DIRECTIVE: Please copy out all of the records below word for word, changing nothing.
□ □ □
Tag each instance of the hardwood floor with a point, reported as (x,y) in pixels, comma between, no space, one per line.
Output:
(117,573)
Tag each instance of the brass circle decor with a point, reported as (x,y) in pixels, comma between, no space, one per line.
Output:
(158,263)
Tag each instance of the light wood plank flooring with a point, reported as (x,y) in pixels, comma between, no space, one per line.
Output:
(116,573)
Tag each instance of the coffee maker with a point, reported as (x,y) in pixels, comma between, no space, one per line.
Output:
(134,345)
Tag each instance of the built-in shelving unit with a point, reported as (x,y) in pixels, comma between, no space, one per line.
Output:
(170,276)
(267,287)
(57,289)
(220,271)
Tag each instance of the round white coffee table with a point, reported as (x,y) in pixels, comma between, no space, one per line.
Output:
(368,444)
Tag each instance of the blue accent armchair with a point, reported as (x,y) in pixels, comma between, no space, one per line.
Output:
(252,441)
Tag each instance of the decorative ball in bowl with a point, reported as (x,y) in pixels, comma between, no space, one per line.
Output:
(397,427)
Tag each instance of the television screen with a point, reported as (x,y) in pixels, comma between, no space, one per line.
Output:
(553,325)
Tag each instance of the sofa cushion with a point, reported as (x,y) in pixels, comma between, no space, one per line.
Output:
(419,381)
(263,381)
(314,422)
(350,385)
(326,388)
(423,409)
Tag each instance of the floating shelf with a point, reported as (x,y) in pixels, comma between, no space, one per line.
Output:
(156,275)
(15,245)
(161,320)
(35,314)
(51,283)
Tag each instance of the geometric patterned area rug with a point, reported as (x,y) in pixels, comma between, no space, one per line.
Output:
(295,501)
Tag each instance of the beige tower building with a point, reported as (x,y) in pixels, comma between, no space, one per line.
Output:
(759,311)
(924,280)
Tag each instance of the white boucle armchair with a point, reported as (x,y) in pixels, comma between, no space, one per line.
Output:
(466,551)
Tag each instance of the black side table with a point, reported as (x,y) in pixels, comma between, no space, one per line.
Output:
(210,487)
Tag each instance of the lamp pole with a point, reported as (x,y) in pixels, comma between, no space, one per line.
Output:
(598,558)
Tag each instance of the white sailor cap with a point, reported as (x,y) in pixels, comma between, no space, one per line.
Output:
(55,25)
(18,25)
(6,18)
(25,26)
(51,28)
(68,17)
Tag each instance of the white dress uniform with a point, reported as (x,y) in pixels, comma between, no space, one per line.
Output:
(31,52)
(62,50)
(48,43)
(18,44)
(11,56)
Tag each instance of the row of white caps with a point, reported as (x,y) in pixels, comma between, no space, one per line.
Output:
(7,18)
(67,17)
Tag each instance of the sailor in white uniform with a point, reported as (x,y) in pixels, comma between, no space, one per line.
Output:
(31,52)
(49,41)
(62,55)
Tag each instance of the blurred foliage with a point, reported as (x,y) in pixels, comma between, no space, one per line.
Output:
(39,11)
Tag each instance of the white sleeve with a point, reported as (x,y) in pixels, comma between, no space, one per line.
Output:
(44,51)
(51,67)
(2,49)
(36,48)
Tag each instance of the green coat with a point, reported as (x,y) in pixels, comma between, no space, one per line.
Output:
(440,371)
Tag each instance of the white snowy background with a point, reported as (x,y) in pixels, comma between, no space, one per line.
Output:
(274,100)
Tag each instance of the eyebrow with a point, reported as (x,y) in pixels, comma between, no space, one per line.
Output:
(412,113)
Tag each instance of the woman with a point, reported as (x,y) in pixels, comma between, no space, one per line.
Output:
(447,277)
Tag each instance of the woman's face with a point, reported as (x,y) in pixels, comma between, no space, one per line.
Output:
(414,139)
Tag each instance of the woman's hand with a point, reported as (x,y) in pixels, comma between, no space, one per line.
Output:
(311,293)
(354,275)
□ □ □
FINAL RESULT:
Tag each instance of the hardwood floor with a point, reported as (x,y) in pixels, comma between, no space, one per line.
Output:
(117,573)
Tag each instance of the brass circle decor with a point, reported as (x,y) in pixels, comma between, no space, one per line.
Output:
(158,263)
Tag each instance of the light wood plank flooring with a point, reported as (x,y) in pixels, comma between, no space, one per line.
Output:
(116,573)
Tag each instance of the coffee maker with a point, reported as (x,y) in pixels, comma between, no space, one per line.
Output:
(134,345)
Tag each instance of the built-in shelving unit with a point, reported as (x,y) in pixels, comma between, no space, one per line.
Output:
(170,276)
(267,287)
(57,289)
(220,271)
Tag each instance of the round white coffee table with a point, reported as (x,y) in pixels, comma between, no space, one per line.
Output:
(368,444)
Tag each instance of the blue accent armchair with a point, reported as (x,y) in pixels, comma between, no space, one per line.
Output:
(252,441)
Tag each instance of the decorative ball in bowl with a point, reported as (x,y) in pixels, comma between, no space, one per line.
Output:
(397,427)
Tag each instance of the television screen with a point, reported as (x,y) in pixels, comma between, no space, one per line.
Output:
(553,325)
Tag each instance of the sofa cushion with a point, reported as (x,y) in pixels, comma between, no space, one per line.
Output:
(419,381)
(263,381)
(314,422)
(350,385)
(326,388)
(423,409)
Tag each instance of the floating shelf with a point, reported as (x,y) in pixels, comma between, no space, one per line.
Output:
(156,275)
(15,245)
(161,320)
(35,314)
(51,283)
Tag each instance of the geometric patterned area rug with a point, reported as (x,y) in pixels, comma between, no space, one per line.
Output:
(295,501)
Tag each instance of the beige tower building with a point, reported as (x,y) in pixels, comma between, no space, one per line.
Output:
(759,311)
(924,280)
Tag each instance of the white boucle armchair with a point, reported as (x,y) in pixels, comma between, no space, one per line.
Output:
(466,551)
Tag each instance of the black side table with a point, reported as (x,y) in pixels, comma between, no space, one per line.
Output:
(210,487)
Tag each instance of the lamp pole with a point, reported as (x,y) in pixels, comma between, no space, one per line.
Output:
(598,558)
Tag each instance of the white sailor cap with a point, reported as (x,y) in pixels, comma between, no space, one per line.
Output:
(55,25)
(18,25)
(6,18)
(25,26)
(51,28)
(68,17)
Tag each instance of the white dress uniform with a point, reported as (x,y) in pixels, comma between, no space, one per line.
Output:
(31,52)
(62,50)
(48,43)
(18,44)
(11,56)
Tag each instance of the row of white caps with a point, reported as (x,y) in pixels, comma between, no space, one per line.
Output:
(7,18)
(67,17)
Tag each instance of the sailor in white uniform with a point, reported as (x,y) in pixels, comma between, no space, one per line.
Output:
(31,52)
(49,41)
(62,55)
Tag each instance of the blurred foliage with a point, reported as (x,y) in pixels, comma between, no space, one per line.
Output:
(39,11)
Tag each instance of the white sleeve with a point, reported as (x,y) in pixels, comma between, no space, one per line.
Output:
(44,51)
(51,67)
(2,49)
(36,48)
Tag each instance of the green coat with a point, reported as (x,y) in pixels, comma between, no space, one per line.
Output:
(440,371)
Tag each instance of the white snowy background with a point, reported as (x,y) in pixels, comma between, no space, one per line.
Output:
(274,100)
Tag each instance of the eyebrow with a point, reported as (x,y) in pixels, comma between, no space, one per line.
Output:
(412,113)
Tag each instance of the woman with a point, reported as (x,y) in pixels, comma between, no space, one per line.
Output:
(447,277)
Tag each instance of the woman's face with a point, reported as (x,y) in pixels, comma between, no space, one per line.
Output:
(414,139)
Tag each instance of the woman's hand with a point, reported as (x,y) in pixels, comma between, no space, one per line.
Output:
(311,293)
(354,275)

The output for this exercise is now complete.